## Requests
A: Echo the part of the proof excerpt from "So let $x \in" to "cannot be written as the sum of two squares." without any changes.
B: In the proof excerpt, why is it enough to check whether σ_k := 9σ'_k is a sum of two squares, rather than σ'_k itself? Answer in one to three sentences.
***** Document extract *****
In the fifth case, we have $x \in 7 \lbrace 0 \rbrace^* 77$. This is divisible by $3$ but not by $3^2$, so $x \notin M$.

So let $x \in 700 \lbrace 7 \rbrace^* 77$ and let $m$ denote the number of sevens in the central part. Since $m \equiv \modd{5} {6}$ is odd, we know $11 |x$ and if we write $m=6k+5$, the cross sum of $\frac{x}{11}$ is $21k+31$. So $x$ is divisible by $11^2$ if and only if $k \equiv \mod{9} {11}$, i.e.,
$m \equiv \modd{59} {66}$. 

So the theorem follows.
\end{enumerate}
\end{proof}

\begin{lemma}
\label{repsq}
\begin{enumerate}
\item Let $x \in \lbrace 7 \rbrace^*$. Then $x$ cannot be written as the sum of two squares.
\item Let $x \in \lbrace 3 \rbrace^*$. Then $x$ is the sum of two squares if and only if $x=333$.
\end{enumerate}
\end{lemma}
\begin{proof}
\begin{enumerate}
\item (partially from \cite{MO}) Let $\sigma'_k$ denote the number that contains exactly $k$ times the digit $7$. Then
\begin{equation}
\sigma'_k = 7 \cdot \sum_{i=0}^{k-1} 10^i = 7 \cdot \frac{10^k-1}{10-1} = \frac{7}{9} (10^k-1).
\end{equation}
Since $9$ is a square, $\sigma'_k$ is the sum of two squares if and only if $\sigma_k := 9 \sigma'_k$ is the sum of two squares. We divide the proof into two parts:
\begin{itemize}
\item Claim 1: $k$ is even. Since $7|\sigma'_k$ and $7 \equiv \modd{3} {4}$, $7$ has to divide the repunit with $k$ digits. If testing for divisibility by $7$, we can split the number into blocks of $3$ digits and alternately add/subtract them. Every two full blocks will cancel while non-full blocks will not give a multiple of $7$ (one can easily check this). It follows that $7^2|\sigma'_k \Leftrightarrow 6|k$. In particular, $k$ has to be even.
\item Claim 2: If $k>1$ and $\sigma_{2k}$ can be written as the sum of $2$ squares, then $\sigma_k$ can be written as the sum of two squares. We have
\begin{equation}
\sigma_{2k} = 7 (10^{2k}-1) = 7(10^k-1)(10^k+1) = \sigma_k (10^k+1).
***** Stored records *****
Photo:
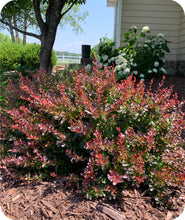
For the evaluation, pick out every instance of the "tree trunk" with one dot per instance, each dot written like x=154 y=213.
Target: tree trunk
x=16 y=32
x=11 y=30
x=25 y=29
x=47 y=41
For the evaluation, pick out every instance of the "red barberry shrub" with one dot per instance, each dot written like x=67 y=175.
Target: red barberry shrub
x=112 y=135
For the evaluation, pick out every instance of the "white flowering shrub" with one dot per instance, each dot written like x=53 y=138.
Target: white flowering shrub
x=142 y=54
x=146 y=53
x=107 y=55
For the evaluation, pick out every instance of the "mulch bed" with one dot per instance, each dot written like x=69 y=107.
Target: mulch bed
x=53 y=200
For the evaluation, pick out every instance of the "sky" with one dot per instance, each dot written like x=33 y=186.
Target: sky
x=99 y=24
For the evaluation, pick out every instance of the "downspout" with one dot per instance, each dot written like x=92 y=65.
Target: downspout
x=119 y=22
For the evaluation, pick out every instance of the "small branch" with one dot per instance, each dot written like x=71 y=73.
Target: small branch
x=68 y=8
x=110 y=212
x=19 y=30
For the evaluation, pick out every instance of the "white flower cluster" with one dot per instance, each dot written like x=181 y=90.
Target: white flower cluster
x=146 y=29
x=122 y=65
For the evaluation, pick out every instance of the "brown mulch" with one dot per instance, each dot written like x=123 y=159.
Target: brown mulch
x=52 y=200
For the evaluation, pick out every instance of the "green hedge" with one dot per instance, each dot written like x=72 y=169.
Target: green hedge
x=14 y=56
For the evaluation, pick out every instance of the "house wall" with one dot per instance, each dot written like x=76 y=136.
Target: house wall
x=162 y=16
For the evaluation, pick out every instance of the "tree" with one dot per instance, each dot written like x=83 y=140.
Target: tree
x=48 y=21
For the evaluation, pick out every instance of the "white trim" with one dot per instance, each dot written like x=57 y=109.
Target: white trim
x=112 y=3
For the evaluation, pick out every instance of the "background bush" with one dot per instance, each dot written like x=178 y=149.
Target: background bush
x=103 y=134
x=142 y=54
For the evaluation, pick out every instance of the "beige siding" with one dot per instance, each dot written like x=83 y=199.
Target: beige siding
x=162 y=16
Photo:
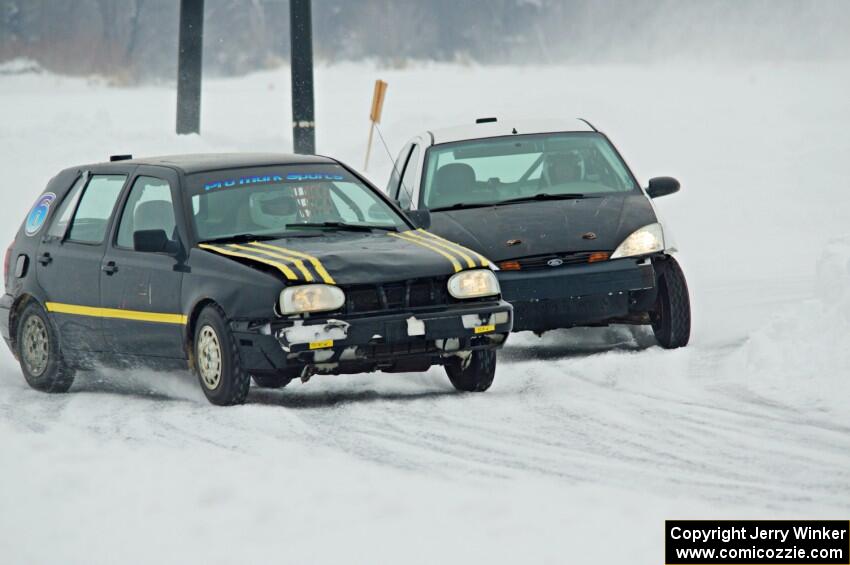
*****
## Exercise responses
A:
So let $x \in 700 \lbrace 7 \rbrace^* 77$ and let $m$ denote the number of sevens in the central part. Since $m \equiv \modd{5} {6}$ is odd, we know $11 |x$ and if we write $m=6k+5$, the cross sum of $\frac{x}{11}$ is $21k+31$. So $x$ is divisible by $11^2$ if and only if $k \equiv \mod{9} {11}$, i.e.,
$m \equiv \modd{59} {66}$. 

So the theorem follows.
\end{enumerate}
\end{proof}

\begin{lemma}
\label{repsq}
\begin{enumerate}
\item Let $x \in \lbrace 7 \rbrace^*$. Then $x$ cannot be written as the sum of two squares.

B: Because 9 is a square, σ'_k is the sum of two squares if and only if σ_k = 9σ'_k is the sum of two squares. So the proof can work with σ_k in place of σ'_k.